**THE TASK:** Lay out the listing below as a Markdown table with the columns "Number" and "Text", one row per line, covering only the lines from the one containing "the man walking" through the final line of the listing, both included. Skip any blank lines.

**SOURCE RECORDS:**
»»
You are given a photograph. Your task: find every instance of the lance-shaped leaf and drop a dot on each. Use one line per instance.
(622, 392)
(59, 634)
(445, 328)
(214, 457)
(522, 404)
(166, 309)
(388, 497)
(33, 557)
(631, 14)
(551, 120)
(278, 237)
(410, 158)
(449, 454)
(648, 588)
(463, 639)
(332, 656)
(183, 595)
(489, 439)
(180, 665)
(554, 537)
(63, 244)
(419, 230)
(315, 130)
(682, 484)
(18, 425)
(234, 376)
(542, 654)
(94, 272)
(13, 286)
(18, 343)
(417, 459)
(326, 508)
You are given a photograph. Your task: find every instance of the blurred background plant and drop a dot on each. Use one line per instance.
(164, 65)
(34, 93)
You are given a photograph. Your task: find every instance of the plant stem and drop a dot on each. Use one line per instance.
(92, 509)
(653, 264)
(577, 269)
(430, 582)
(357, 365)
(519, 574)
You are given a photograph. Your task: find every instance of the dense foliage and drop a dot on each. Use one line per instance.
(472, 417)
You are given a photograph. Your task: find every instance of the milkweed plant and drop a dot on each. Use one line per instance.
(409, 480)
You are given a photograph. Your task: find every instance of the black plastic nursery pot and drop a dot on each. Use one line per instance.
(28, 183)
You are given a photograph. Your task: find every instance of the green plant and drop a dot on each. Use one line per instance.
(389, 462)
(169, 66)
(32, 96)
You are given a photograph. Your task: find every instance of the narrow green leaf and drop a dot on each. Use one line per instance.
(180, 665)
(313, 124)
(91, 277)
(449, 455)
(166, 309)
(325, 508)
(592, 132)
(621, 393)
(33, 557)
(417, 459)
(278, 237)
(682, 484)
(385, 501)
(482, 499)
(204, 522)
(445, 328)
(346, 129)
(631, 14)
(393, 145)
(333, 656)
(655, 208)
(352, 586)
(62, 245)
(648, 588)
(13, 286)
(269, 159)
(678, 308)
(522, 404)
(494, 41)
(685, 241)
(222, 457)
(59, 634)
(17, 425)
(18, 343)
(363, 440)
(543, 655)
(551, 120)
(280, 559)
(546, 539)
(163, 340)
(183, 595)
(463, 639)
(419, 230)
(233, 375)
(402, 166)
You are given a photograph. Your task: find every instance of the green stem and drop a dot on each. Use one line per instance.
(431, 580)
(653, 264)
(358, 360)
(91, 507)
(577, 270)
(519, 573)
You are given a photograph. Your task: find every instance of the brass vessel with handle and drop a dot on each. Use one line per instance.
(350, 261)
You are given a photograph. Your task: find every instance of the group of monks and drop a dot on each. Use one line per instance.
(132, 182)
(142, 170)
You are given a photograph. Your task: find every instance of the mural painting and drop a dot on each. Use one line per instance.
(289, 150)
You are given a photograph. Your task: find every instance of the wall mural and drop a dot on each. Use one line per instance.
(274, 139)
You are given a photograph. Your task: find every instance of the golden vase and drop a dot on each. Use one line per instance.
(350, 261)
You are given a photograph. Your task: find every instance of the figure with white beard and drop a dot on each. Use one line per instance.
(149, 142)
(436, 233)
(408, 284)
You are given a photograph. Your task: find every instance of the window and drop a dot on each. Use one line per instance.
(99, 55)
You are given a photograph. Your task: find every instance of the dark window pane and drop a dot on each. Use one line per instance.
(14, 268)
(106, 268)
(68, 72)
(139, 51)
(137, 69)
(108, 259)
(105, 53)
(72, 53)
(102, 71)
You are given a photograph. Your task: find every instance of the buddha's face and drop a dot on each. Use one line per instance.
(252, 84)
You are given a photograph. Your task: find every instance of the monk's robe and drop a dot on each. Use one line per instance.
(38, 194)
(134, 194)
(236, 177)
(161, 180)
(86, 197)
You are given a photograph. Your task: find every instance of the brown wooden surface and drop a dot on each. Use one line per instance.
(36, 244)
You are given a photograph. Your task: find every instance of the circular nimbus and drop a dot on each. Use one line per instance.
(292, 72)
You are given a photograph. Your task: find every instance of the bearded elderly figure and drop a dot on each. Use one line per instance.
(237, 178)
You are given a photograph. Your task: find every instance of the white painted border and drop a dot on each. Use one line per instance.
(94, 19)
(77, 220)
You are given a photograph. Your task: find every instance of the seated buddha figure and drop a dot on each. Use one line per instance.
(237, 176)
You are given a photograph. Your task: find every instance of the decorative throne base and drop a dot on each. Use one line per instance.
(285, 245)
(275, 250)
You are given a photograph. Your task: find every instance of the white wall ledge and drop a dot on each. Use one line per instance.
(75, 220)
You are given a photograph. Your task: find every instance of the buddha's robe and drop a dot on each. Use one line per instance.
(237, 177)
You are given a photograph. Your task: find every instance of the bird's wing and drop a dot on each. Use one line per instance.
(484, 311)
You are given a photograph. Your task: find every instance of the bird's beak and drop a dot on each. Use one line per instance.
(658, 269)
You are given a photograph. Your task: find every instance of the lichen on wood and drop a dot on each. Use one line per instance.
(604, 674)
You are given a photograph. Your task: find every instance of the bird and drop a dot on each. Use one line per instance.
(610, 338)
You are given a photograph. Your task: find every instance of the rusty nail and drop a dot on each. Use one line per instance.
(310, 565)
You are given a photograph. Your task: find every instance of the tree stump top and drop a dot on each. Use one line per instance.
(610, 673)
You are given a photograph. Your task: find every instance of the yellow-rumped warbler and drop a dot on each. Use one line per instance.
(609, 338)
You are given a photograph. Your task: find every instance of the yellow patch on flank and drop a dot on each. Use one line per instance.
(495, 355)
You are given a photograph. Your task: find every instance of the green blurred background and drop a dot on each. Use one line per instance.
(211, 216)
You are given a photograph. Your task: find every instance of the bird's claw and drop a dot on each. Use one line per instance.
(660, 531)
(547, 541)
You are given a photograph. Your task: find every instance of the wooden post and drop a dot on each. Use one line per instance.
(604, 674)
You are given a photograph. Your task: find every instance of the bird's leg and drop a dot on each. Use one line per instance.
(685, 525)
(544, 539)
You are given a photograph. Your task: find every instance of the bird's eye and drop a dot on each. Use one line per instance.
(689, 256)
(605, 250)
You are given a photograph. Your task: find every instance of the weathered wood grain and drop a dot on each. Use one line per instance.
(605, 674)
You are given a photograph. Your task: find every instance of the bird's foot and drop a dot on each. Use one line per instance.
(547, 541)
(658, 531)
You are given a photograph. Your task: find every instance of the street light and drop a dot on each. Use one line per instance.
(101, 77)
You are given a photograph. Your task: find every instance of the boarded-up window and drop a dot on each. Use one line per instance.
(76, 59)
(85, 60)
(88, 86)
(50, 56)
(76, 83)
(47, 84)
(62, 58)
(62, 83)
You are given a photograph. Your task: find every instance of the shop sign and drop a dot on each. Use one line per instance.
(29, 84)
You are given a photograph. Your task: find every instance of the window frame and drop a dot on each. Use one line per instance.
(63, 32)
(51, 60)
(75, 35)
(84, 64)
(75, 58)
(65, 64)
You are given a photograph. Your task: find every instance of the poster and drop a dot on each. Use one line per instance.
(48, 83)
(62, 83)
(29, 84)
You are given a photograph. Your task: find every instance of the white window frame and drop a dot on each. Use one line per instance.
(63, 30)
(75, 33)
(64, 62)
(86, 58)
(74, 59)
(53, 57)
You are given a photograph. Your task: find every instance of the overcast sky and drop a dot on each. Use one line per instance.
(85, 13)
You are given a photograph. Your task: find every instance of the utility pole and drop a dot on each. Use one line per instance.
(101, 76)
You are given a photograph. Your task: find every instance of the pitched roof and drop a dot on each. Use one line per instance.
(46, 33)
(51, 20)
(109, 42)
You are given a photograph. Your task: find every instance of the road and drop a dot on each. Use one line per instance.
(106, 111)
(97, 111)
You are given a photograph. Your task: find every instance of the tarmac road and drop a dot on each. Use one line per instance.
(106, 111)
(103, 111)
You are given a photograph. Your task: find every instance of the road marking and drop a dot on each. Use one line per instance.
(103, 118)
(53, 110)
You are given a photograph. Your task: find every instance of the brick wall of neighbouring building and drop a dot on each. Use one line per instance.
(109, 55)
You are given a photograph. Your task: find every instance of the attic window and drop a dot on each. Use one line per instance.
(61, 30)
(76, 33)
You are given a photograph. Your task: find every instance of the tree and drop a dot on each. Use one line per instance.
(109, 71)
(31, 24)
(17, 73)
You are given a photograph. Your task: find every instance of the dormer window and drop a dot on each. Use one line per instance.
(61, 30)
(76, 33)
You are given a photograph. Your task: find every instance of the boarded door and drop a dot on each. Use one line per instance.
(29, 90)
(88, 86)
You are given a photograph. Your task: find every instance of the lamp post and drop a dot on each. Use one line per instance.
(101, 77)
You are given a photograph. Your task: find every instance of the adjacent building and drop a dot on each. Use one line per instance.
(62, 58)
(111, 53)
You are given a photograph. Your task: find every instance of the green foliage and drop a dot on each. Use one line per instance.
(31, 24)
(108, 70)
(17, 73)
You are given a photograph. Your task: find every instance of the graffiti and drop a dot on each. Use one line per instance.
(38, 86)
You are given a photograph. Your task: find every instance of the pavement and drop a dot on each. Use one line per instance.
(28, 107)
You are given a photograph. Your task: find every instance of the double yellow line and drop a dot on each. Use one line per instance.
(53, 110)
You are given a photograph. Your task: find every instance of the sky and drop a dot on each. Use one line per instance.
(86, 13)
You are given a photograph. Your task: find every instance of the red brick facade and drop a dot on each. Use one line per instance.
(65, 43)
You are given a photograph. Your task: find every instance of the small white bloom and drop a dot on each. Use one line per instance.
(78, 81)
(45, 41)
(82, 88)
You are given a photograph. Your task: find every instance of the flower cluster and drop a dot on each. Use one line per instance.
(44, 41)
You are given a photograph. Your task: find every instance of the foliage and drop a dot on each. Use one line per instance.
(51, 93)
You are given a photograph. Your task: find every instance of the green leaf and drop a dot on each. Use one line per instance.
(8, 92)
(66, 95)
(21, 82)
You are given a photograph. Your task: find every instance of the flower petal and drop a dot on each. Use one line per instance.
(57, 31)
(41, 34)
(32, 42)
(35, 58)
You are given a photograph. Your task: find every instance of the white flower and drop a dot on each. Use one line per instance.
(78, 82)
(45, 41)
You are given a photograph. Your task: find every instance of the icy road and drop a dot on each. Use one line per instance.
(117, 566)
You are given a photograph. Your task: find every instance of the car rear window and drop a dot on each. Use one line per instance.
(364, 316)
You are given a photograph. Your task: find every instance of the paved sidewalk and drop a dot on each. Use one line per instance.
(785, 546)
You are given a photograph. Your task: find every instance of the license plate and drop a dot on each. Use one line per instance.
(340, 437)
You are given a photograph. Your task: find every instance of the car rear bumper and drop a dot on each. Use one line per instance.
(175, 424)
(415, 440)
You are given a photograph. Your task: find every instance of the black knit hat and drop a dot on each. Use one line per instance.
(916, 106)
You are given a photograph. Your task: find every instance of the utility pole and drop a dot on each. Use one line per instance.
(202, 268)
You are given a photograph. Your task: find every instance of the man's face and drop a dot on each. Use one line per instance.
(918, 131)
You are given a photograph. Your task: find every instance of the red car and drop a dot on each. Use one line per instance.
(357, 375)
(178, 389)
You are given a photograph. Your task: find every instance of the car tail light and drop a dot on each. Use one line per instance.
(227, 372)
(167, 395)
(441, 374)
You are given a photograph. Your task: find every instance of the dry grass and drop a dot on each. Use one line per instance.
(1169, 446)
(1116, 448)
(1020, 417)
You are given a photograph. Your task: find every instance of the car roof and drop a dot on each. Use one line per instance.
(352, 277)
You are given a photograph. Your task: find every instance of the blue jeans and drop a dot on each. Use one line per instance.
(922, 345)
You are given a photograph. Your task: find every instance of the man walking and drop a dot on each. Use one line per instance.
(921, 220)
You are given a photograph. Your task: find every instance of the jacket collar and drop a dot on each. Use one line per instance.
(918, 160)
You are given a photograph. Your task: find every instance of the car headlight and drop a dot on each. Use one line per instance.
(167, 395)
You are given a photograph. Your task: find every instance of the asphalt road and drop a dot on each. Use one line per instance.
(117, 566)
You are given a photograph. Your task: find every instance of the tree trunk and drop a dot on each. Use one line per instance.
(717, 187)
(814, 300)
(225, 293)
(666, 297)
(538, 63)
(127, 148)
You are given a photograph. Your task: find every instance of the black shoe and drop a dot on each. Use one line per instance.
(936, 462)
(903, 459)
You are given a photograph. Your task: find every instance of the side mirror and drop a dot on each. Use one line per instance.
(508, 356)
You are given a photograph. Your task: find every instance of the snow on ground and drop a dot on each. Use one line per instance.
««
**RESPONSE TO THE TASK:**
| Number | Text |
|---|---|
| 1 | You are given a photograph. Your task: find every instance of the man walking and drop a dot on each. Use one line per instance. |
| 2 | (921, 220) |
| 3 | You are given a photograph. Your task: find every instance of the jacket collar and drop a dot on each. Use one line per instance. |
| 4 | (918, 160) |
| 5 | You are given a photograph. Your task: find every instance of the car headlight and drop a dot on each. Use one line per instance. |
| 6 | (167, 395) |
| 7 | You are given a photograph. Your task: find every instance of the asphalt road and drop a dot on each. Use one line per instance. |
| 8 | (117, 566) |
| 9 | You are given a photograph. Your task: find every instance of the tree trunk and drop a dot on each. Use one line per instance. |
| 10 | (717, 187) |
| 11 | (814, 300) |
| 12 | (225, 293) |
| 13 | (666, 297) |
| 14 | (538, 63) |
| 15 | (127, 148) |
| 16 | You are given a photograph. Your task: find every instance of the black shoe and drop a dot on each. Use one line per instance. |
| 17 | (936, 462) |
| 18 | (903, 459) |
| 19 | You are given a photograph. Your task: find every instance of the side mirror and drop a dot on each. Use one line per instance. |
| 20 | (508, 356) |
| 21 | You are given a photograph. Your task: find every instance of the snow on ground and drop a dot on each. Use one line per instance. |